* [Extrait du document]:
Léo Piastra est un photographe qui préfère raconter les émotions, la matière à travers la photo. Les mots ne suffisent pas pour immortaliser alors il capture des instants ou des ambiances pour faire ressortir l’essentiel. La simplicité est pour lui proche de l’élégance. C’est en toute simplicité que Léo a posé des mots sur ses photos.
Maison Sensey : Ça a débuté comment ?
Léo Piastra : Avec mon père qui m’a offert mon premier contact avec la photo en argentique et ça a été un moyen entre lui et moi de nous lier. Il m’a donné un boîtier moyen format avec lequel j’ai pu prendre en photo mon neveu. De ce jour il m’a vraiment transmis la patience du cadrage, du déclenchement. Quand on est photographe on a une relation un peu particulière avec le déclencheur de l’appareil. Il y a quelque chose de très puissant avec un boitier moyen format.
Après ces premiers clichés, nous avons poursuivi l’expérience en chambre noire pour développer le film et réaliser le tirage du portrait de mon neveu. La seconde expérience est passée par l’approche du matériel et j’ai découvert le boitier numérique avec tous ses avantages et ses inconvénients.
Je me suis fixé des objectifs pour comprendre la technique de la photo. Mon père m’a offert mon premier boitier numérique avec lequel j’avais une optique de pas très bonne qualité alors j’ai adapté les objectifs argentiques dessus. Ce fût un apprentissage complètement manuel et ça a été cette contrainte là qui m’a forcé à comprendre ce que je faisais avec un appareil. J’ai eu un toucher argentique avec la photo mais avec l’avantage du numérique. Donc l’avantage de pouvoir se louper, de voir directement comment j’avais réussi une photo. J’adore apprendre tout seul et j’ai besoin de comprendre comment fonctionne quelque chose avant d’exploiter l’objet que j’utilise.

* [Informations fournies]:
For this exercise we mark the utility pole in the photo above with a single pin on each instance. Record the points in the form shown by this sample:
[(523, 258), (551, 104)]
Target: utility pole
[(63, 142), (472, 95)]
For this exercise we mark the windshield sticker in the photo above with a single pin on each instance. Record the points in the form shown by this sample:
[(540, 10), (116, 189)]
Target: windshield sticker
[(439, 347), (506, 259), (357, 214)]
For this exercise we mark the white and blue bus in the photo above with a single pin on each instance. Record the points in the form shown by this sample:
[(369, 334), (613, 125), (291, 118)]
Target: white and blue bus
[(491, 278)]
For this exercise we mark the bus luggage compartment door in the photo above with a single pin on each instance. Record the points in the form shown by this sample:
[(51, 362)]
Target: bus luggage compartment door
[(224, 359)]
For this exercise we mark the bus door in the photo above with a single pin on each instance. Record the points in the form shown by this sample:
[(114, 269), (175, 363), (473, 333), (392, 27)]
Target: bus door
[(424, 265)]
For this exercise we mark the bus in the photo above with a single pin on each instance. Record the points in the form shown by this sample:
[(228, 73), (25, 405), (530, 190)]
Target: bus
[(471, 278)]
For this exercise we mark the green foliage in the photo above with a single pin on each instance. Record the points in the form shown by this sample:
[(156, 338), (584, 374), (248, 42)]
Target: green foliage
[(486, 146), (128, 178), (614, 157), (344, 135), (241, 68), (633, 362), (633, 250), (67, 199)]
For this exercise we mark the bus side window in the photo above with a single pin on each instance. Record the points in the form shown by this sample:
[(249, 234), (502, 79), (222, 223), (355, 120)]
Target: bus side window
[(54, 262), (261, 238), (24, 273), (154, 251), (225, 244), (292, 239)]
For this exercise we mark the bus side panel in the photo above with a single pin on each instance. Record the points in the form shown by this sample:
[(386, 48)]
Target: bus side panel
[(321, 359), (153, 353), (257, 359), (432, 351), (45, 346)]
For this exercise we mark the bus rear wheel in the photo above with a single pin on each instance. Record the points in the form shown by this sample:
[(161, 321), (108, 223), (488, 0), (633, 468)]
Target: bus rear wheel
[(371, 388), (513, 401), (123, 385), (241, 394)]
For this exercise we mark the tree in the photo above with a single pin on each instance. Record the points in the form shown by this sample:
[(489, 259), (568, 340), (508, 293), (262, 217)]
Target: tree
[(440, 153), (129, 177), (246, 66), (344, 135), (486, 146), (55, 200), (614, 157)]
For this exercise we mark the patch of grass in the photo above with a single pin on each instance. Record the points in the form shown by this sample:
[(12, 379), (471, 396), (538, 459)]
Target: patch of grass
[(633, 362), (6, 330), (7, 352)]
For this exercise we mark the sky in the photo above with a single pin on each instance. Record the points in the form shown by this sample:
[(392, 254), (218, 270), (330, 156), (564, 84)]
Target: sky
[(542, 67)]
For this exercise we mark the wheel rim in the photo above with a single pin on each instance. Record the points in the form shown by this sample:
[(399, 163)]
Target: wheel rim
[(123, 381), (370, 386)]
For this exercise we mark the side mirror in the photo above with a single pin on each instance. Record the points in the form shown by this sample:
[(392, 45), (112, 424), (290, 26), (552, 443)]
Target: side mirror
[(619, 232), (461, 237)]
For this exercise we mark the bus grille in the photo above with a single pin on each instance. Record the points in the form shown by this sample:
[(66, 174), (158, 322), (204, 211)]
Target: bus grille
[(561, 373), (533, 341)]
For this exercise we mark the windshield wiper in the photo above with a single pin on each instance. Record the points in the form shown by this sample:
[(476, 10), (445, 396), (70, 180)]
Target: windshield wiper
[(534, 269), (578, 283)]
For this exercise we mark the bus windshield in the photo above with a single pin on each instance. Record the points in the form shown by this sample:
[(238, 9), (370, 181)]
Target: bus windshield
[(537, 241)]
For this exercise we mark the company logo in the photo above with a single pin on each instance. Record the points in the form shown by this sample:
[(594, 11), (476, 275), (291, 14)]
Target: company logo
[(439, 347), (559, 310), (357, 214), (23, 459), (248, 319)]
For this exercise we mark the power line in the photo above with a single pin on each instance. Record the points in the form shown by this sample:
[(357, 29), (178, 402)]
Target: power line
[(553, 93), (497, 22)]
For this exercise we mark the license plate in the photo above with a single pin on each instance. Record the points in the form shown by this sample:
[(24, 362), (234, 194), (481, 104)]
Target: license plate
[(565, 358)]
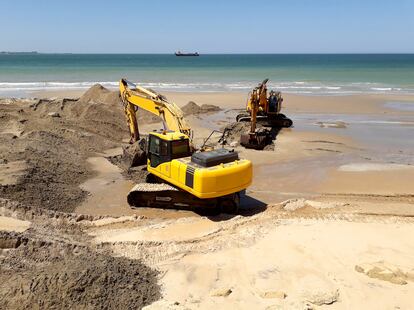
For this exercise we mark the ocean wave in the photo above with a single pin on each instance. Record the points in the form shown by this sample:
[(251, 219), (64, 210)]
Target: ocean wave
[(298, 87)]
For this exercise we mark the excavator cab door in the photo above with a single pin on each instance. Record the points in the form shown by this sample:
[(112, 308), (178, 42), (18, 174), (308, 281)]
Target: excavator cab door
[(159, 154)]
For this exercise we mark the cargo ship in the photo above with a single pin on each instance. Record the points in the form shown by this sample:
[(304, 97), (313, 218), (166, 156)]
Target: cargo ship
[(186, 54)]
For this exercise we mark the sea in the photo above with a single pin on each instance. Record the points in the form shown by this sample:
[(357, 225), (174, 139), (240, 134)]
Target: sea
[(310, 74)]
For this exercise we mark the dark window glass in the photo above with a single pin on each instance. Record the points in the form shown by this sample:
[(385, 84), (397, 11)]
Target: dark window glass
[(180, 148)]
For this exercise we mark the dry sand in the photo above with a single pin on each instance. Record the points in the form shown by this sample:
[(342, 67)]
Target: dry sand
[(327, 222)]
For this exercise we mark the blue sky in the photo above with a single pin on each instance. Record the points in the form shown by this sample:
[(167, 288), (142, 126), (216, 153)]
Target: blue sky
[(297, 26)]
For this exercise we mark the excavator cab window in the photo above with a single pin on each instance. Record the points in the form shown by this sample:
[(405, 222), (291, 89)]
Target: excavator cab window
[(161, 151), (180, 148), (158, 151)]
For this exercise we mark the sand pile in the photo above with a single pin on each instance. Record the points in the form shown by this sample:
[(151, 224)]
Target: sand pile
[(51, 266), (53, 138), (192, 108), (233, 131), (53, 277)]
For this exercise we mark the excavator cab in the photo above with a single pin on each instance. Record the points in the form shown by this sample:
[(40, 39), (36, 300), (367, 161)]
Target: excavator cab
[(166, 146)]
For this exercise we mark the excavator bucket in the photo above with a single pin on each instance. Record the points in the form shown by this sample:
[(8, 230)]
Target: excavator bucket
[(257, 140)]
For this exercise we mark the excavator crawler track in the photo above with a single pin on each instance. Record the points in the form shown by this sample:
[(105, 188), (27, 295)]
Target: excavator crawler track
[(281, 121), (166, 196)]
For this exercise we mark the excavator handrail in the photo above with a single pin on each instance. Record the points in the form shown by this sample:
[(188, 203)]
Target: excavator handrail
[(134, 96)]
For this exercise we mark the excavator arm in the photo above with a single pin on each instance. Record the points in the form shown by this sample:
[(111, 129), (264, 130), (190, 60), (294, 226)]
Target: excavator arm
[(134, 97)]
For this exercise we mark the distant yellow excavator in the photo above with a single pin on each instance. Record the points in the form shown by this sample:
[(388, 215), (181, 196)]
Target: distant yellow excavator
[(178, 175), (267, 108)]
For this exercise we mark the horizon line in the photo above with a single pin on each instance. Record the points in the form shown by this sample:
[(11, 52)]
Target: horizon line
[(201, 53)]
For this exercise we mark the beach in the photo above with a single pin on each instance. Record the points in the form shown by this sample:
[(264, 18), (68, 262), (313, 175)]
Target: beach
[(327, 222)]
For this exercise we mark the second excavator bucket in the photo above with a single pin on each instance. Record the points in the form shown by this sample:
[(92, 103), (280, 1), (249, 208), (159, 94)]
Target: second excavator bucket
[(257, 140)]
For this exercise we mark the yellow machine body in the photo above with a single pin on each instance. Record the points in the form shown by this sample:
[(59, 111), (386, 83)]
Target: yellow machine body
[(203, 182)]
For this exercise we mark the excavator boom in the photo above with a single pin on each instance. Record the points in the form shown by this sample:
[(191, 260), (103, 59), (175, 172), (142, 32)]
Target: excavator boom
[(134, 97)]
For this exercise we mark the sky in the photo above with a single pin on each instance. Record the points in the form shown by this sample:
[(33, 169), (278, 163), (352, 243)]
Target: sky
[(243, 26)]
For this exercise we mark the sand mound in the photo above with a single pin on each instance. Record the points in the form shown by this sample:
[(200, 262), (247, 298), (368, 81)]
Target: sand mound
[(233, 131), (192, 108), (67, 277)]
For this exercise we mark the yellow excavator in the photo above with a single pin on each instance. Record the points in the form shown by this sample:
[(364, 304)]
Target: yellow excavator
[(179, 176), (266, 106)]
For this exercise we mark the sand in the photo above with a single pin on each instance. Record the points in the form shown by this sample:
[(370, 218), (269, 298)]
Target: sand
[(326, 223)]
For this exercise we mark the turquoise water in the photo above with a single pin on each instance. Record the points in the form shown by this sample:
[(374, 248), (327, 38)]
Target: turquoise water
[(303, 74)]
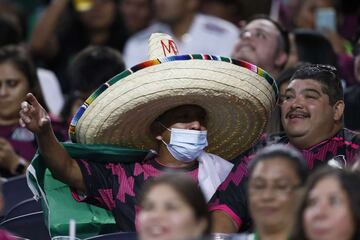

* [Vos tâches]:
1. Recopiez le passage de l'entretien avec Léo Piastra qui va de « Maison Sensey : Ça » jusqu'à « boitier moyen format. ».
2. D'après l'entretien avec Léo Piastra, quel type de boîtier son père lui a-t-il donné pour photographier son neveu ?
3. Pour chacune des affirmations suivantes, indiquez si elle concorde avec l'entretien avec Léo Piastra, en citant les mots qui tranchent :
(a) Le premier contact de Léo Piastra avec la photo s'est fait en numérique.
(b) Le tirage du portrait de son neveu a été réalisé en chambre noire.
(c) L'optique de son premier boîtier numérique était de très bonne qualité.

* [Réponses]:
1.
Maison Sensey : Ça a débuté comment ?
Léo Piastra : Avec mon père qui m’a offert mon premier contact avec la photo en argentique et ça a été un moyen entre lui et moi de nous lier. Il m’a donné un boîtier moyen format avec lequel j’ai pu prendre en photo mon neveu. De ce jour il m’a vraiment transmis la patience du cadrage, du déclenchement. Quand on est photographe on a une relation un peu particulière avec le déclencheur de l’appareil. Il y a quelque chose de très puissant avec un boitier moyen format.

2. Un boîtier moyen format.

3.
(a) Non : « mon père qui m’a offert mon premier contact avec la photo en argentique ».
(b) Oui : « nous avons poursuivi l’expérience en chambre noire pour développer le film et réaliser le tirage du portrait de mon neveu ».
(c) Non : « j’avais une optique de pas très bonne qualité ».